A U.K. study reveals mothers who take acetaminophen while pregnant are more likely to give birth to children with high levels of hyperactivity.
The study, published in medical journal JAMA Pediatrics, tracked mothers' use of acetaminophen while 18 and 32 weeks pregnant, as well as when their children were 61 months old, CNN reports.
Results revealed those mothers taking acetaminophen at 18 weeks pregnant were more likely to give birth to hyperactive children with behavioral issues.
By the 32nd week of pregnancy, there was a high chance the baby would also have emotional problems.
"This is actually the fourth major study to find acetaminophen use during pregnancy associated with neuro-development of the child," said Michele Marcus, a professor at Emory University Schools of Public Health & Medicine.
Statistics indicate half of all pregnant mothers use acetaminophen, the main ingredient in popular over-the-counter medications such as Tylenol. It is generally considered safe to take during pregnancy, reports CNN.
"Minor aches and pains (e.g. headaches or mild backache), are common in pregnancy and often are a reason for patients to take acetaminophen," said Dr. Aisling Murphy, assistant clinical professor at UCLA Obstetrics and Gynecology. "The practice is very common."
Some, including the U.S. Food and Drug Administration, criticize the design of research studies like these, which they say make them unreliable to draw conclusions from.
"It is important to note there are no studies demonstrating a causal link between acetaminophen use during pregnancy and adverse effects on child development," said Marc Boston, a spokesman for McNeil Consumer Healthcare, the maker of Tylenol.
Dr. Hal C. Lawrence, CEO of the American College of Obstetricians and Gynecologists, agrees with Boston's sentiments.
"Behavioral disorders are multifactorial and very difficult to associate with a singular cause," Lawrence said. "The brain does not stop developing until at least 15 months of age, which leaves room for children to be exposed to a number of factors that could potentially lead to behavioral issues."
"The takeaways here are that physicians should not change clinical practice until definitive prospective research is done and, most importantly, patients should not be frightened away from the many benefits of acetaminophen," he added.
=-=-=-=-=
● **TASKS TO COMPLETE**:
(1) Answer these questions about the article on acetaminophen in pregnancy:
(a) In which medical journal was the study published?
(b) According to the statistics cited, what share of pregnant mothers use acetaminophen?
(c) Which company makes Tylenol?
(2) Revise the part of the article on acetaminophen in pregnancy that opens with "Results revealed those" and closes with "pregnancy, reports CNN.", replacing "over-the-counter" with "nonprescription".
=-=-=-=-=
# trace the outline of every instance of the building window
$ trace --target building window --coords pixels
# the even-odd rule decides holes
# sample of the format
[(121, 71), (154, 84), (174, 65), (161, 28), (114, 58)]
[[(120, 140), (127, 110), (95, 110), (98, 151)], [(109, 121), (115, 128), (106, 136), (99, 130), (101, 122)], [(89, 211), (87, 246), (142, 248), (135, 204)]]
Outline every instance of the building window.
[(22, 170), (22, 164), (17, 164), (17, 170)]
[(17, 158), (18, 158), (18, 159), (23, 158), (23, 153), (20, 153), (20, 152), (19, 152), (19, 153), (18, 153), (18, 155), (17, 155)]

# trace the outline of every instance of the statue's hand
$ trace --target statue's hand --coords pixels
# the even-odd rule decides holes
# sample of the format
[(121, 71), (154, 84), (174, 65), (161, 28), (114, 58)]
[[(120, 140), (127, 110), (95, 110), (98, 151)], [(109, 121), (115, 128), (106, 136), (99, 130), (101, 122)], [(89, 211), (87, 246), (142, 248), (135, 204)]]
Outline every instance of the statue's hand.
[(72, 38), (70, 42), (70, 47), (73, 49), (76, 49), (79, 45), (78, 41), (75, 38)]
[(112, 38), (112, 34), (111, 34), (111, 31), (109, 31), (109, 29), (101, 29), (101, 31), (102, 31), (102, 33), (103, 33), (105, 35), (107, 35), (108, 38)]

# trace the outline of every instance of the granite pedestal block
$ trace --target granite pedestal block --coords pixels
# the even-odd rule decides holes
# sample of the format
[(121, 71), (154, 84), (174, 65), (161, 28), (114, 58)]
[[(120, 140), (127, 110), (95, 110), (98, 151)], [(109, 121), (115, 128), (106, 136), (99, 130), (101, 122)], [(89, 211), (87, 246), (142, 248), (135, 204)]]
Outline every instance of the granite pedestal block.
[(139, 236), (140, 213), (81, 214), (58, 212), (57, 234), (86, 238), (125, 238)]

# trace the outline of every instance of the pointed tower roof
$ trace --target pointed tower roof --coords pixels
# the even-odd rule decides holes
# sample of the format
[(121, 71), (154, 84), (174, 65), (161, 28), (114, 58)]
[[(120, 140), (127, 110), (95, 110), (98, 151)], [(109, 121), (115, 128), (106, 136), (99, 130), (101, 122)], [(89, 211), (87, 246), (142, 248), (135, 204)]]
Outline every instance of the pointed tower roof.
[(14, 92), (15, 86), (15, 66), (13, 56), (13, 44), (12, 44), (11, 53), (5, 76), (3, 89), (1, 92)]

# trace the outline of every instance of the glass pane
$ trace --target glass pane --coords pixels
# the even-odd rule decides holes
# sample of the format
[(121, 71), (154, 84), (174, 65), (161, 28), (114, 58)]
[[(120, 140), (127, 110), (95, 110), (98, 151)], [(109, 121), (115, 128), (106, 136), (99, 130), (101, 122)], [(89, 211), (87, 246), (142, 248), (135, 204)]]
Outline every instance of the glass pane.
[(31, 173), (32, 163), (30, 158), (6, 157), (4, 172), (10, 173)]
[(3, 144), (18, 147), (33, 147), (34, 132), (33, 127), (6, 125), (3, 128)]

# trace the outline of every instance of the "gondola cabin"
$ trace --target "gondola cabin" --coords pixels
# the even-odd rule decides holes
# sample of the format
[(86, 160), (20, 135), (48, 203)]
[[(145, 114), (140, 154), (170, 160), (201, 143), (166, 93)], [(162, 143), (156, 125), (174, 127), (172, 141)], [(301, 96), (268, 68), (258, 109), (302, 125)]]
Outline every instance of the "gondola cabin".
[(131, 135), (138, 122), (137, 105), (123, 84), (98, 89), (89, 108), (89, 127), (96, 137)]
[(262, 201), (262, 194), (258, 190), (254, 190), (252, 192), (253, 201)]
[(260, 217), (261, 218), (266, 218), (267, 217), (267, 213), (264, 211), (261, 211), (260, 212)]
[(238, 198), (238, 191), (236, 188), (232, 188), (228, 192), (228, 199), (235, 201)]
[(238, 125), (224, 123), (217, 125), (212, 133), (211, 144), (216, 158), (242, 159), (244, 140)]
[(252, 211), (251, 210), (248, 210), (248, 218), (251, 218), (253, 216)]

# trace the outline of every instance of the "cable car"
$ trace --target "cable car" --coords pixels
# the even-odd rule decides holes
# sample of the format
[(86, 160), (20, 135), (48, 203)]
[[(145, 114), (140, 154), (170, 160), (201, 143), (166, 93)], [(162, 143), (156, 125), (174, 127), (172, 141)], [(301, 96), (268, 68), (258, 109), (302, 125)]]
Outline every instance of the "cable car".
=-=-=-=-=
● **TASK ANSWERS**:
(1)
(a) JAMA Pediatrics
(b) Half
(c) McNeil Consumer Healthcare

(2)
Results revealed those mothers taking acetaminophen at 18 weeks pregnant were more likely to give birth to hyperactive children with behavioral issues.
By the 32nd week of pregnancy, there was a high chance the baby would also have emotional problems.
"This is actually the fourth major study to find acetaminophen use during pregnancy associated with neuro-development of the child," said Michele Marcus, a professor at Emory University Schools of Public Health & Medicine.
Statistics indicate half of all pregnant mothers use acetaminophen, the main ingredient in popular nonprescription medications such as Tylenol. It is generally considered safe to take during pregnancy, reports CNN.